### TEXTE FOURNI
_ _ _

Une erreur bien commune, me direz-vous, sauf qu’il s’agit d’un sexto plutôt cru arrivé sur le téléphone de Philippe Rigaud, diplomate haut placé et levier potentiel de la carrière de Julien. La situation, déjà compliquée, dérape alors définitivement quand c’est Marie-Ange, l’épouse très droite et pudibonde du dit diplomate, et non Philippe qui trouve le message. Pour celle c’est la goutte qui fait déborder le vase et elle décide de découvrir qui est la maîtresse de son mari qui se cache derrière l’écran.

Dès les premières lignes d’Amuse-bouche, l’ambiance est posée : salons feutrés, champagne et costume de rigueur, un monde de portefeuilles diplomatiques où les remous sont à éviter. On navigue ici dans un milieu autorisé où connivence et convenances sont un maître mot. Autant dire quiproquos et situations gênantes en vue, on s’en amuse d’avance. D’autant plus que Stéphane Carlier n’a pas son pareil pour croquer avec férocité des personnages plus vrais que natures, taillant au passage un costard (ou plutôt un smoking !) à une certaine bourgeoisie parisienne et aux hautes sphères du fonctionnariat.

_ _ _

### EXTRAIT DE DONNÉES

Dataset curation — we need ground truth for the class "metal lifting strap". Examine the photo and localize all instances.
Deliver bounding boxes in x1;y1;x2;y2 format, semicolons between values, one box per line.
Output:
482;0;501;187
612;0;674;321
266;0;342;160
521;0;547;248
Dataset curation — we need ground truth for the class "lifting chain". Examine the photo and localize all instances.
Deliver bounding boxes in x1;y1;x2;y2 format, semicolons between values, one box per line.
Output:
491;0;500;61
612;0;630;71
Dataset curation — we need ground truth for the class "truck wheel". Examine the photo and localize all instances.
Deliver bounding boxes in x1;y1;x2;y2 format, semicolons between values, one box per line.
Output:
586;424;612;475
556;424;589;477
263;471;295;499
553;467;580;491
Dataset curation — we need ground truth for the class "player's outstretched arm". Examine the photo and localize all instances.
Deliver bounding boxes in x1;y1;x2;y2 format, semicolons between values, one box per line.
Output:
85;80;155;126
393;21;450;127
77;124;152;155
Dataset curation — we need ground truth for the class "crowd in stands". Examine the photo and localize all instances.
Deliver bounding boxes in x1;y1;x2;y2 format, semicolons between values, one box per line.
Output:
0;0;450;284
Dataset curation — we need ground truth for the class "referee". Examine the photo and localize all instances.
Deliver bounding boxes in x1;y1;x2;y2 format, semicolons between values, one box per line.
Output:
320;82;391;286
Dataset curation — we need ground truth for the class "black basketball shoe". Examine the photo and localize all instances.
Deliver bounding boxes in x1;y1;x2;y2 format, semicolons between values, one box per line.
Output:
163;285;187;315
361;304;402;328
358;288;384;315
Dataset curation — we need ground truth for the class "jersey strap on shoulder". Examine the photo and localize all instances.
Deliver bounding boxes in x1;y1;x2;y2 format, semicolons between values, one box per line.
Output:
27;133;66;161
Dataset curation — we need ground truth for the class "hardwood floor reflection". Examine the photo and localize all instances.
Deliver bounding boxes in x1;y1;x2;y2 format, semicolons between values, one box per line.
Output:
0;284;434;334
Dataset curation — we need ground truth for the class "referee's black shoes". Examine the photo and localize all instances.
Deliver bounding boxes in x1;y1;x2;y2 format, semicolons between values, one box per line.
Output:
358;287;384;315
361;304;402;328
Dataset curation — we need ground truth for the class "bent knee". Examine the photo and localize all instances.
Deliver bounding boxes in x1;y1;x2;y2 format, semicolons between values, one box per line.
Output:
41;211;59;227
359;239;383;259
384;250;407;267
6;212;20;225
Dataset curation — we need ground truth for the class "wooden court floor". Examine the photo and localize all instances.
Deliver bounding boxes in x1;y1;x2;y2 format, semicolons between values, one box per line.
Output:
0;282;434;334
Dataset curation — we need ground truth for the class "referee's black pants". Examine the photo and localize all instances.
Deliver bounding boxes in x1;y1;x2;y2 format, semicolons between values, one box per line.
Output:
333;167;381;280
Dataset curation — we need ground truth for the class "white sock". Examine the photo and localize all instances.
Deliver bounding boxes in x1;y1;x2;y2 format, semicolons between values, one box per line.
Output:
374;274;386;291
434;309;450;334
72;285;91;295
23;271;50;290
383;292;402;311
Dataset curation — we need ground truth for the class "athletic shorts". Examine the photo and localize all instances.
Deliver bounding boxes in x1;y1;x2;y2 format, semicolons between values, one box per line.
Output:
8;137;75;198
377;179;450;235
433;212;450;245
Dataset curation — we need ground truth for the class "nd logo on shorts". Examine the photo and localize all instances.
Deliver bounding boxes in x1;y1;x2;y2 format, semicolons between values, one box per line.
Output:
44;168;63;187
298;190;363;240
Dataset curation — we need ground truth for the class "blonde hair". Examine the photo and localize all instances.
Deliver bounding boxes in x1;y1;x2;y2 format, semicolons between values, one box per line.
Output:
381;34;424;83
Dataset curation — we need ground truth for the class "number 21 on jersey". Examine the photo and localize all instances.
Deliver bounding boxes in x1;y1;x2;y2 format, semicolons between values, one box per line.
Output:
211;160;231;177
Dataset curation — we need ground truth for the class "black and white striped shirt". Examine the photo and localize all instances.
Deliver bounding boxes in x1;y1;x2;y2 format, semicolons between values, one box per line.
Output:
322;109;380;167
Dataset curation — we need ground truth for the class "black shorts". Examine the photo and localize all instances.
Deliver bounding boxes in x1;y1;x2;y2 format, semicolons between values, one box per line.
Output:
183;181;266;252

_ _ _

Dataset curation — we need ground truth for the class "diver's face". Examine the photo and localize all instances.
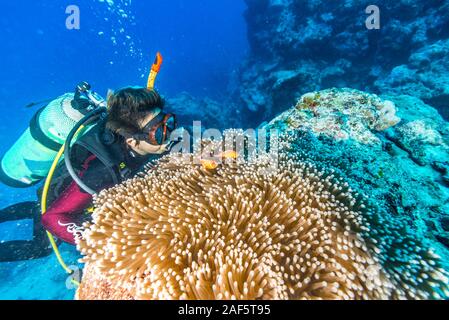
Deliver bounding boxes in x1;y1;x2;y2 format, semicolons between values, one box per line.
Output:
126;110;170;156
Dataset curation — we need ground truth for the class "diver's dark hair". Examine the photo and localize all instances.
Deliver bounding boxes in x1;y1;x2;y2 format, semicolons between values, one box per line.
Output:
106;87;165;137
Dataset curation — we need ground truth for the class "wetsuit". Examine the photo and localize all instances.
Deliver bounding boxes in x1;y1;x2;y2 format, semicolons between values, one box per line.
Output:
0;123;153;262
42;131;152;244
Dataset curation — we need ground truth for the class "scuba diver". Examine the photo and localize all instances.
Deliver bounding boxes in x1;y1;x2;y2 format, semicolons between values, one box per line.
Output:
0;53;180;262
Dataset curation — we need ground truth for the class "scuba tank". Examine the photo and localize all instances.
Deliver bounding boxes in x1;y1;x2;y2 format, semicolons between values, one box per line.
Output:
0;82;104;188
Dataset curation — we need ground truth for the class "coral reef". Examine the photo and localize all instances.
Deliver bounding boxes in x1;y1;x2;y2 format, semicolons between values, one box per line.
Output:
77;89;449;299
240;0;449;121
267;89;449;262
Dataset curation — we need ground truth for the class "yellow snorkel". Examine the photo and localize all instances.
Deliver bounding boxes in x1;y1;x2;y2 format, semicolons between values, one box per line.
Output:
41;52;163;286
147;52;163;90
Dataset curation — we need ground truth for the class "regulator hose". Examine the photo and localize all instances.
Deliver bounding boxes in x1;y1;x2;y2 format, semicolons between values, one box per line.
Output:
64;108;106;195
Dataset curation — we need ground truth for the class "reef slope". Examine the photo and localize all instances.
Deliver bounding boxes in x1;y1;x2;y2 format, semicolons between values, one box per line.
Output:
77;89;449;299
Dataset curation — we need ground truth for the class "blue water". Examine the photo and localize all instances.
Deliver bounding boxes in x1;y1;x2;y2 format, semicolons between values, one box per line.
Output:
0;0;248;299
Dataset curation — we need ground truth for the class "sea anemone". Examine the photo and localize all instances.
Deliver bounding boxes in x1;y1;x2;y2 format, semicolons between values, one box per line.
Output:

_ _ _

### CONSIGNE A
Dans le texte sur Amuse-bouche, qui découvre le sexto arrivé sur le téléphone de Philippe Rigaud ?
### CONSIGNE B
Réécrivez plus brièvement le paragraphe du texte sur Amuse-bouche qui commence par « Dès les premières lignes d'Amuse-bouche » en conservant ses faits principaux.
### CONSIGNE C
Donnez la suite du texte sur Amuse-bouche après sa dernière phrase.
Les lignes de données n'ont aucun rôle ici.

### RÉPONSE RÉDIGÉE A
C'est Marie-Ange, l'épouse de Philippe Rigaud, qui trouve le message.

### RÉPONSE RÉDIGÉE B
Amuse-bouche plonge d'emblée dans un monde diplomatique feutré, fait de champagne et de tenues de rigueur, où l'on évite les remous et où connivence et convenances règnent. Les quiproquos et situations gênantes s'annoncent, d'autant que Stéphane Carlier croque férocement des personnages très vrais et égratigne une certaine bourgeoisie parisienne ainsi que les hautes sphères du fonctionnariat.

### RÉPONSE RÉDIGÉE C
Dans ce monde feutré des ambassades, où le scandale a vite fait d’éclabousser les fauteuils en cuir les mieux placés, il se plaît à imaginer l’effet domino d’un tel imbroglio sur la carrière des concernés. Sans compter la vie de cette pauvre Marie-Ange Amandine Gasparde Henri Vimont de la Bouillerie tout droit sortie de La Vie est un long fleuve tranquille. Avec cette plume incisive et pétillante qui faisait déjà mouche dans Les Perles Noires de Jackie.O, il joue sur mots (rien le titre en soi est un régal en la matière) les quiproquos, les retournements de situations jusqu’au dénouement final, digne du meilleur vaudeville. On rit, oui. Dès les premières pages d’Amuse-bouche, car l’affaire s’annonce cocasse. Et si au final cela n’a pas ce petit éclat de loufoquerie des Perles Noires, on n’en passe pas moins un moment absolument délectable tant les personnages sont truculents et la satire acide. On n’attendrait plus qu’une chose : voir Amuse-bouche au théâtre !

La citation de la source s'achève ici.